▶ [Text]:
----

Internet.- Google hat seine Suchmaschine radikal überarbeitet. Bisher sind die Neuerungen aber erst in den USA zu sehen. Wissenschaftsjournalist Marcus Schuler erklärt im Gespräch mit Manfred Kloiber, was die Suche mit Google persönlicher machen soll und wie die Änderungen bisher angekommen sind.

14.01.2012
    Manfred Kloiber: Google will die Suche persönlicher gestalten. Dazu hat das kalifornische Unternehmen diese Woche seine Suchmaschine einer radikalen Überarbeitung unterzogen. Herausgekommen ist ein Mix an gewohnten Suchergebnissen sowie persönlichen Informationen. Noch ist diese neue Funktionalität nur in den USA freigeschaltet, Marcus Schuler, aber viel Lob hat Google scheinbar nicht dafür erhalten?

    Marcus Schuler: Die Überarbeitung ist auch noch frisch. Ich glaube, man muss einfach noch ein Weilchen abwarten. Am Ende entscheiden natürlich die Nutzer. Auch die Internetwelt kann bisweilen sehr hysterisch sein. Das zeigte sich gerade diese Woche. Richtig ist: Die Kritik an den neuen Funktionalitäten in der Suchmaske fiel ungewöhnlich heftig aus. Sie kam von Datenschützern und von Konkurrenten wie Twitter gleichermaßen. Und die aus Sicht von Google vermutlich schlimmste Hiobsbotschaft traf erst vor wenigen Stunden ein: Vermutlich wird sich die amerikanische Wirtschaftsaufsicht mit der ganzen Geschichte beschäftigen und in sein Kartellverfahren, das ja läuft, gegen Google mit aufnehmen.

----

▶ [Aufgabe 1]:
Beantworte anhand des Textes über die Google-Suche die folgenden Fragen.
(a) In welchem Land sind die Neuerungen bisher zu sehen?
(b) Von wem kam laut Marcus Schuler die Kritik an den neuen Funktionalitäten?
(c) Welches Datum steht über dem Gespräch?
▶ [Aufgabe 2]: Wiederhole wörtlich den Abschnitt des Textes über die Google-Suche, der mit den Worten „Internet.- Google hat“ beginnt und mit „bisher angekommen sind.“ endet.

▶ [Datensätze]:
----

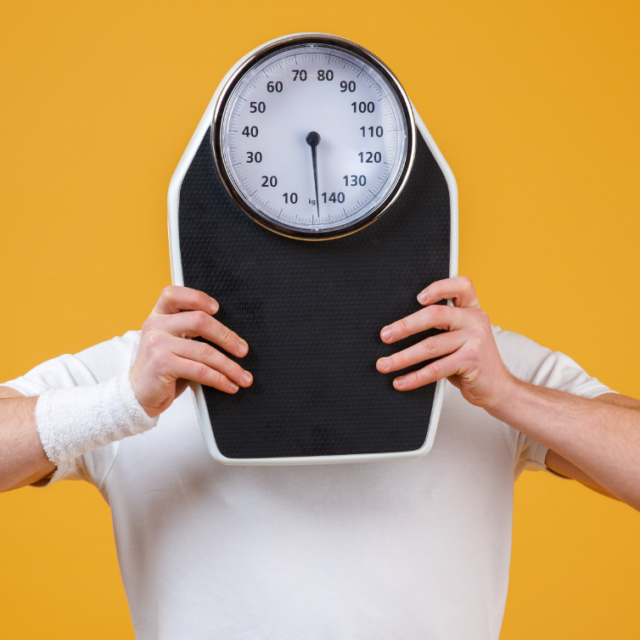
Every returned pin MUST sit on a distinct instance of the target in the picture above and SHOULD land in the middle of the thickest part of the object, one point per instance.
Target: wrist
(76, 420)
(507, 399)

----

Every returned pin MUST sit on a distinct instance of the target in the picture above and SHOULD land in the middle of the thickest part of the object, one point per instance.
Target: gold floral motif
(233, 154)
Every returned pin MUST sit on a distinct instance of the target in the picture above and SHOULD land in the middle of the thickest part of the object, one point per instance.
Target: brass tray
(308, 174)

----

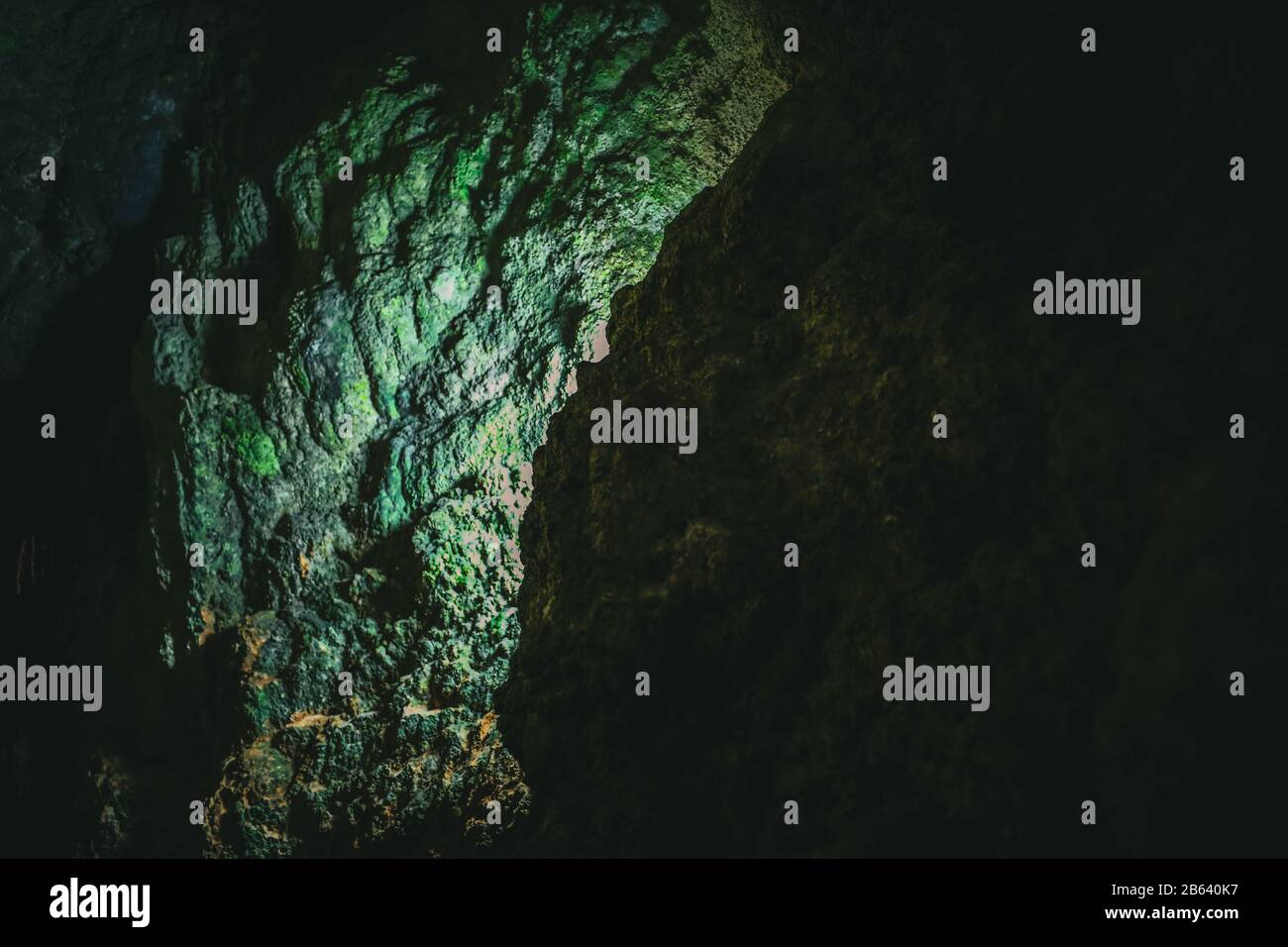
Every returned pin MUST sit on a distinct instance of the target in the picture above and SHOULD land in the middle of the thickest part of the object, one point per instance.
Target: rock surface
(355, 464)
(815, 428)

----

▶ [Lösung 1]:
(a) In den USA.
(b) Von Datenschützern und von Konkurrenten wie Twitter.
(c) 14.01.2012

▶ [Lösung 2]:
Internet.- Google hat seine Suchmaschine radikal überarbeitet. Bisher sind die Neuerungen aber erst in den USA zu sehen. Wissenschaftsjournalist Marcus Schuler erklärt im Gespräch mit Manfred Kloiber, was die Suche mit Google persönlicher machen soll und wie die Änderungen bisher angekommen sind.